_Page text_.
--- begin ---

Check if all director_ids in the movies tables are present as an id column in the directors table

In [None]:
movies['director_id'].isin(directors['id'])

In [None]:
movies['director_id'].isin(directors['id']).value_counts()

In [None]:
np.sum(movies['director_id'].isin(directors['id']))

In [None]:
np.all(movies['director_id'].isin(directors['id']))

We would like to keep every movie's data, so a left join has to be performed.

But because each director_id of movies is present in directors table, so inner join can also be used.

Both inner and left joins will give the same result

In [None]:
pd.merge(movies, directors, how='left', left_on='director_id', right_on='id')

In [None]:
data = movies.merge(directors, how='left', left_on='director_id', right_on='id')

In [None]:
data.drop(['director_id', 'id_y'], axis=1, inplace=True)

--- end ---

_Exercise requirements_.
A. Quote the text on joining the movies and directors tables between "Check if all" and "movies['director_id'].isin(directors['id']).value_counts()", inclusive.
B. According to the text on joining the movies and directors tables, which join has to be performed to keep every movie's data?

_Available data_.
--- begin ---

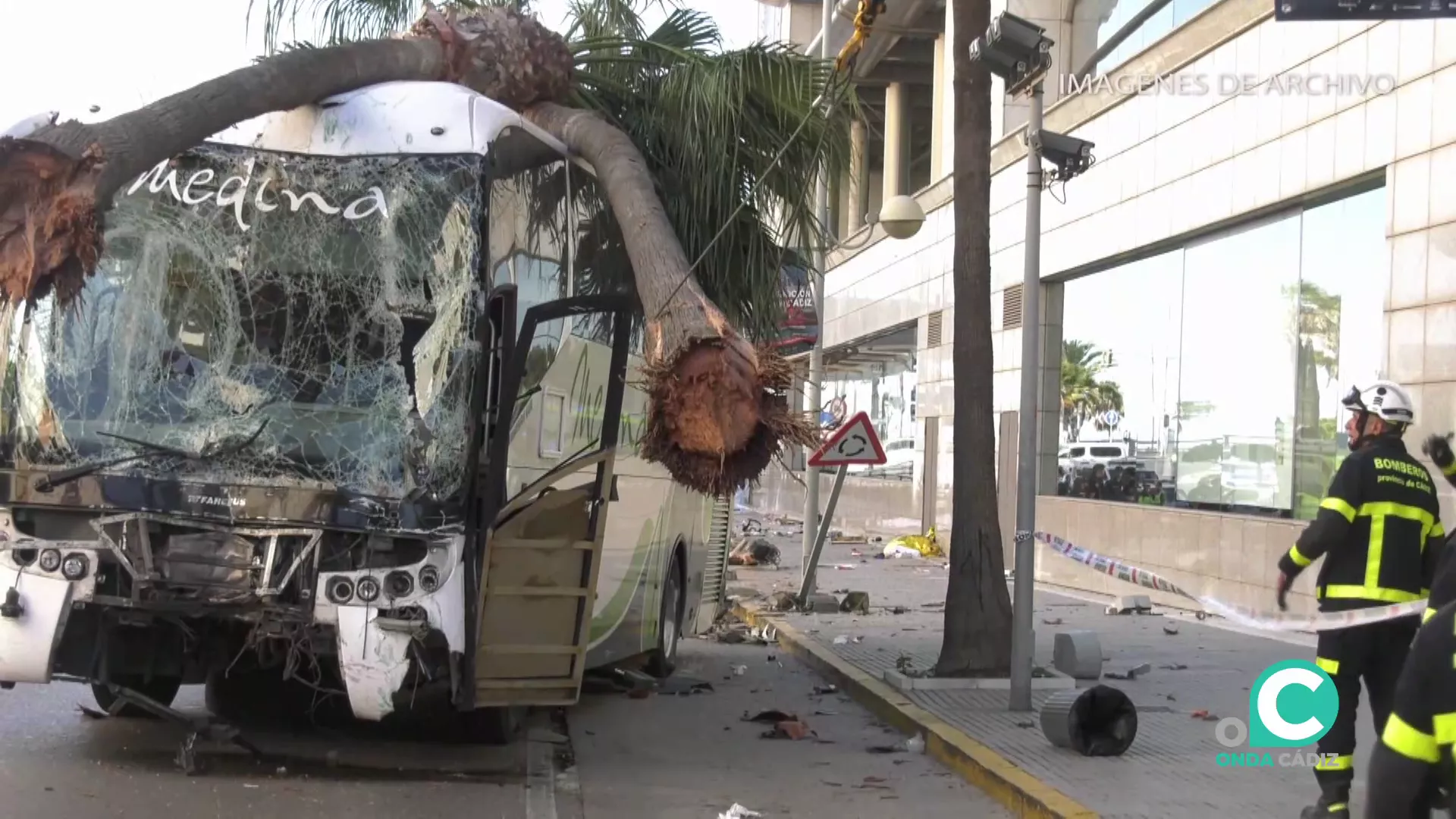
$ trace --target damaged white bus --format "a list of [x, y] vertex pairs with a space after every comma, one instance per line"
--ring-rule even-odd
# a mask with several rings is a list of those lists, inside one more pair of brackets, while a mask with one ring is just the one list
[[77, 300], [0, 316], [0, 686], [112, 714], [335, 697], [505, 730], [724, 595], [729, 504], [636, 455], [590, 168], [389, 83], [124, 188]]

--- end ---

_Task-by-task outputs_.
A.
Check if all director_ids in the movies tables are present as an id column in the directors table

In [None]:
movies['director_id'].isin(directors['id'])

In [None]:
movies['director_id'].isin(directors['id']).value_counts()

B. A left join.